▶ **Work order 1**:
According to the article about the Sausalito mail carrier, how long has Tina Chew delivered mail along route nine?
▶ **Work order 2**:
Reproduce word for word the stretch of the Sausalito mail carrier article from "On September 27th" through "on her route.".

#### Selected excerpt ####

A post office is, by definition, a way station and not a destination.
Still, among the hundreds of thousands of cards and letters that have passed through the Sausalito Post Office these past few weeks, a precious few now call it home.
And they have Jocelyn Eustaquio a bit choked up.
"We are usually just in the background," say Jocelyn, holding a stack of cards, "but they notice. They notice when we're not there. They notice she is not there."
"She" is Jocelyn's co-worker, Tina Chew. For the past twenty years Tina has delivered the mail along route nine in Sausalito.
For the better part of the past month, though, Chew has not been delivering her route. She has been in a coma in a San Francisco hospital.
On September 27th while driving her children to school in San Francisco, Chew's minivan was rear ended. The driver that hit her, witness allege, was traveling 80 miles per hour down a city street at the time of the accident.
Chew's sixteen year old son, a Lincoln High School student, was killed. Her daughter was also injured.
Chew's customers along her route say they are deeply saddened by what happened.
In a signla to the outside world that Tina is missed by her customers, yellow ribbons sit atop almost every single mailbox on one street on her route.
Then there are the cards and letters.
"Every day," says Tom Leksen, who has been delivering Tina's route in her absence. Leksen says the stream of cards and letters left in people's mailboxes with Tina's name them has been unending. Many have included donations to help Tina's family through this difficult time.

#### The data ####

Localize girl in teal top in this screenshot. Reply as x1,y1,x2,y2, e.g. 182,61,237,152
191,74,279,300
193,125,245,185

####

▶ **Expected answer 1**:
For the past twenty years.

▶ **Expected answer 2**:
On September 27th while driving her children to school in San Francisco, Chew's minivan was rear ended. The driver that hit her, witness allege, was traveling 80 miles per hour down a city street at the time of the accident.
Chew's sixteen year old son, a Lincoln High School student, was killed. Her daughter was also injured.
Chew's customers along her route say they are deeply saddened by what happened.
In a signla to the outside world that Tina is missed by her customers, yellow ribbons sit atop almost every single mailbox on one street on her route.